### EXERCISE REQUIREMENTS
Within the data that follows, tally every line containing "green". Provide only the tally.

#####

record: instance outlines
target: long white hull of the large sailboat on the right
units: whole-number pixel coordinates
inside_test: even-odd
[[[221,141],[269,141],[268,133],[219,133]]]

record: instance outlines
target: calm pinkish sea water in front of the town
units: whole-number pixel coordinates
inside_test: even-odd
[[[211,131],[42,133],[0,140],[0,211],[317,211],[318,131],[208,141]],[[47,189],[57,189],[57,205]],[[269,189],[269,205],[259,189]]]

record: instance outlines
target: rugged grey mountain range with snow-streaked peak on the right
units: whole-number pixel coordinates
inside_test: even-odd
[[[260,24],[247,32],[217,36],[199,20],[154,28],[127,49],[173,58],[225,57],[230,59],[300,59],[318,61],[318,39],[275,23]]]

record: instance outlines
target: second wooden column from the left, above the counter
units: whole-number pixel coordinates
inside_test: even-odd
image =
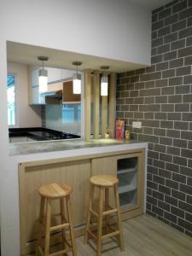
[[[94,99],[94,116],[93,116],[93,135],[94,138],[99,137],[99,105],[100,105],[100,73],[96,71],[93,77],[93,99]]]

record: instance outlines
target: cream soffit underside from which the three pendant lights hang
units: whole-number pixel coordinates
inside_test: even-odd
[[[73,67],[72,64],[73,61],[82,61],[82,65],[79,68],[80,70],[85,68],[96,70],[100,69],[101,66],[109,66],[109,71],[121,73],[146,67],[131,62],[117,61],[91,55],[83,55],[58,49],[49,49],[28,44],[19,44],[15,42],[7,43],[8,61],[32,66],[41,66],[42,62],[38,61],[38,55],[49,56],[49,61],[44,63],[45,67],[75,69],[76,67]]]

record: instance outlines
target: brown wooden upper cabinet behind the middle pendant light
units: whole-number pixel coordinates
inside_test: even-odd
[[[81,95],[73,94],[73,81],[63,83],[62,102],[80,102]]]

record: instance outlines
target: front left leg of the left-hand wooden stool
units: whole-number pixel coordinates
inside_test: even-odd
[[[46,212],[46,225],[45,225],[44,256],[49,256],[50,218],[51,218],[51,200],[48,199],[47,200],[47,212]]]

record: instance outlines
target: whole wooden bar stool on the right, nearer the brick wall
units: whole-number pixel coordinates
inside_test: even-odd
[[[120,209],[119,209],[118,183],[119,183],[118,178],[113,176],[97,175],[97,176],[90,177],[90,199],[89,199],[89,209],[87,214],[87,223],[86,223],[85,234],[84,234],[84,243],[88,242],[89,236],[95,239],[97,256],[100,256],[102,253],[102,240],[112,236],[119,236],[119,247],[121,251],[124,251],[123,231],[122,231]],[[93,199],[94,199],[95,188],[99,189],[98,211],[93,210]],[[113,209],[109,207],[109,188],[112,188],[114,192],[115,208]],[[104,195],[105,195],[105,201],[104,201]],[[104,201],[105,209],[103,209],[103,201]],[[117,216],[118,229],[112,230],[110,232],[111,229],[109,225],[109,215],[113,213],[115,213]],[[93,226],[93,224],[91,223],[92,215],[97,219],[96,235],[90,230],[91,226]],[[105,218],[106,235],[102,235],[103,218]]]

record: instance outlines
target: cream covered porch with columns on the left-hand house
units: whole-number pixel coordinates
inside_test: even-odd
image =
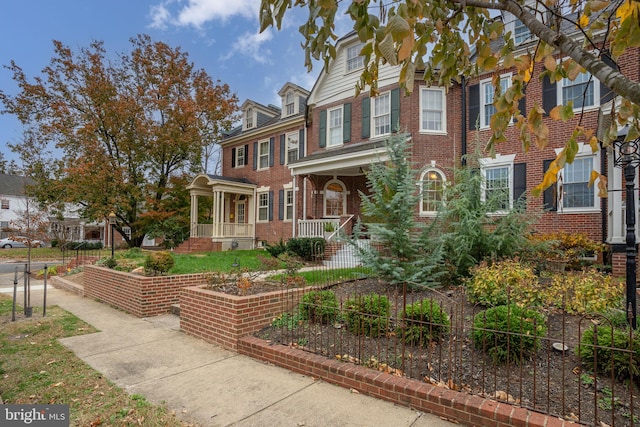
[[[202,174],[187,189],[191,197],[190,239],[207,239],[212,250],[255,247],[255,184]]]

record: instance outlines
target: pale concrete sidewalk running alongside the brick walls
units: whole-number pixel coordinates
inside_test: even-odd
[[[174,315],[139,319],[58,289],[47,302],[100,330],[61,340],[78,357],[201,426],[454,425],[205,343],[181,332]]]

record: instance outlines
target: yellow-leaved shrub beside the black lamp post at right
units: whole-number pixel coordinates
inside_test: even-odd
[[[619,306],[624,286],[595,269],[558,274],[545,290],[546,303],[568,313],[601,313]],[[622,304],[624,306],[624,304]]]

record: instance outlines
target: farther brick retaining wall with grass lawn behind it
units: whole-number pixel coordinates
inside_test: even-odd
[[[202,274],[145,277],[104,267],[84,268],[84,296],[95,298],[138,317],[171,311],[180,289],[204,283]]]

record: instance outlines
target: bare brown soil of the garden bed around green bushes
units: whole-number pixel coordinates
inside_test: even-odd
[[[362,280],[330,289],[341,308],[354,295],[386,295],[392,305],[389,330],[370,338],[351,333],[344,321],[319,324],[298,320],[289,326],[267,327],[256,335],[346,363],[508,401],[587,425],[640,425],[637,386],[632,385],[630,390],[628,382],[596,377],[581,366],[575,349],[580,335],[592,325],[591,319],[538,308],[546,315],[548,332],[535,356],[519,364],[495,365],[470,340],[473,317],[485,308],[466,301],[459,288],[413,290],[405,297],[401,289]],[[403,345],[395,333],[402,307],[426,298],[434,299],[447,311],[451,333],[440,342]],[[289,312],[294,313],[296,308],[290,307]],[[554,344],[564,344],[567,350],[556,350]]]

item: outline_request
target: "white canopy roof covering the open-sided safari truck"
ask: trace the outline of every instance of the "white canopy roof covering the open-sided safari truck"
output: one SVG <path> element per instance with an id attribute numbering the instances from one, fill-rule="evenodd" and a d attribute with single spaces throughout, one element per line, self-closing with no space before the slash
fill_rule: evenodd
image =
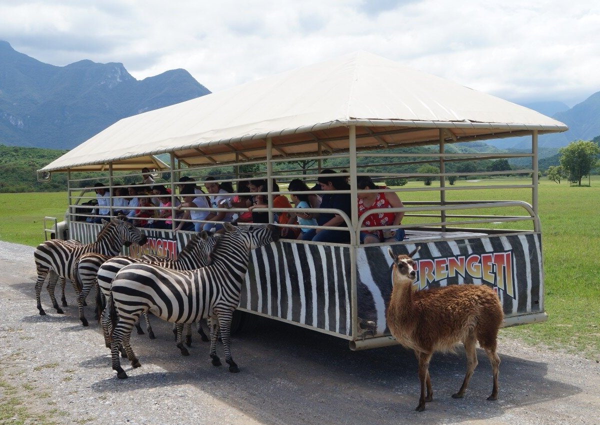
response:
<path id="1" fill-rule="evenodd" d="M 566 131 L 562 122 L 367 52 L 356 52 L 225 91 L 121 119 L 41 171 L 157 167 L 175 152 L 188 164 L 265 157 L 266 137 L 281 155 L 386 148 Z M 299 144 L 310 140 L 313 144 Z"/>

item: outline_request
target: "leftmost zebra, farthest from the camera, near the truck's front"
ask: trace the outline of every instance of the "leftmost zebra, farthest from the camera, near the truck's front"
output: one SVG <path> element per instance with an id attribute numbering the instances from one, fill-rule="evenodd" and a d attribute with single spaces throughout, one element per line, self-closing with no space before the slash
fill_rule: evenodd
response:
<path id="1" fill-rule="evenodd" d="M 94 243 L 86 245 L 73 244 L 71 241 L 52 239 L 41 243 L 34 250 L 35 267 L 37 268 L 37 282 L 35 282 L 35 299 L 40 316 L 46 315 L 41 307 L 40 293 L 46 277 L 49 276 L 47 291 L 52 300 L 56 313 L 64 313 L 56 302 L 54 289 L 59 277 L 75 281 L 74 273 L 77 260 L 83 254 L 97 252 L 104 255 L 115 256 L 125 242 L 143 245 L 146 235 L 131 223 L 116 218 L 104 226 Z"/>

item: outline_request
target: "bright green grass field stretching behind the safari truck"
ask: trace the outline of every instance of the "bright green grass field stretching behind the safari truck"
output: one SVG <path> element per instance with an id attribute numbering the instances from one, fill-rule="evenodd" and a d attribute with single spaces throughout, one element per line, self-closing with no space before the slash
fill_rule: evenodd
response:
<path id="1" fill-rule="evenodd" d="M 493 188 L 500 184 L 527 184 L 527 179 L 460 181 L 460 185 L 490 185 L 487 190 L 449 192 L 447 200 L 510 199 L 531 202 L 530 189 L 510 193 Z M 410 182 L 406 187 L 423 187 Z M 407 192 L 403 200 L 439 200 L 438 192 Z M 44 240 L 43 217 L 62 220 L 67 208 L 65 193 L 0 194 L 0 240 L 36 246 Z M 600 360 L 600 178 L 590 187 L 569 187 L 541 179 L 539 211 L 545 270 L 545 310 L 548 322 L 502 330 L 527 343 L 577 352 Z M 475 214 L 482 214 L 478 211 Z M 523 210 L 515 210 L 523 215 Z M 486 211 L 485 214 L 489 214 Z M 410 218 L 404 220 L 409 222 Z M 495 225 L 500 227 L 503 225 Z M 527 222 L 509 228 L 530 229 Z"/>

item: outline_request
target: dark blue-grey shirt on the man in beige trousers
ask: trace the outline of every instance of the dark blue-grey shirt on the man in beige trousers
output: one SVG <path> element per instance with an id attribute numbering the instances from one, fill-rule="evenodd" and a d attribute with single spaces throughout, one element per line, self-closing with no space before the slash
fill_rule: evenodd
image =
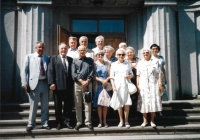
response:
<path id="1" fill-rule="evenodd" d="M 87 80 L 93 78 L 95 74 L 94 62 L 92 58 L 76 58 L 72 63 L 72 77 L 75 81 L 78 79 Z"/>

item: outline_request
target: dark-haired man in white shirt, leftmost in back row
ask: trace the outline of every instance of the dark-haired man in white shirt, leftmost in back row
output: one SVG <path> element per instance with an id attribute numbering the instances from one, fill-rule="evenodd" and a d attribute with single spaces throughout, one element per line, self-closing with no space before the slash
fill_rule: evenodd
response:
<path id="1" fill-rule="evenodd" d="M 74 58 L 75 57 L 75 54 L 77 52 L 77 38 L 76 37 L 73 37 L 73 36 L 70 36 L 69 37 L 69 50 L 67 52 L 67 56 L 71 57 L 71 58 Z"/>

#####

### ANSWER FOR THE TASK
3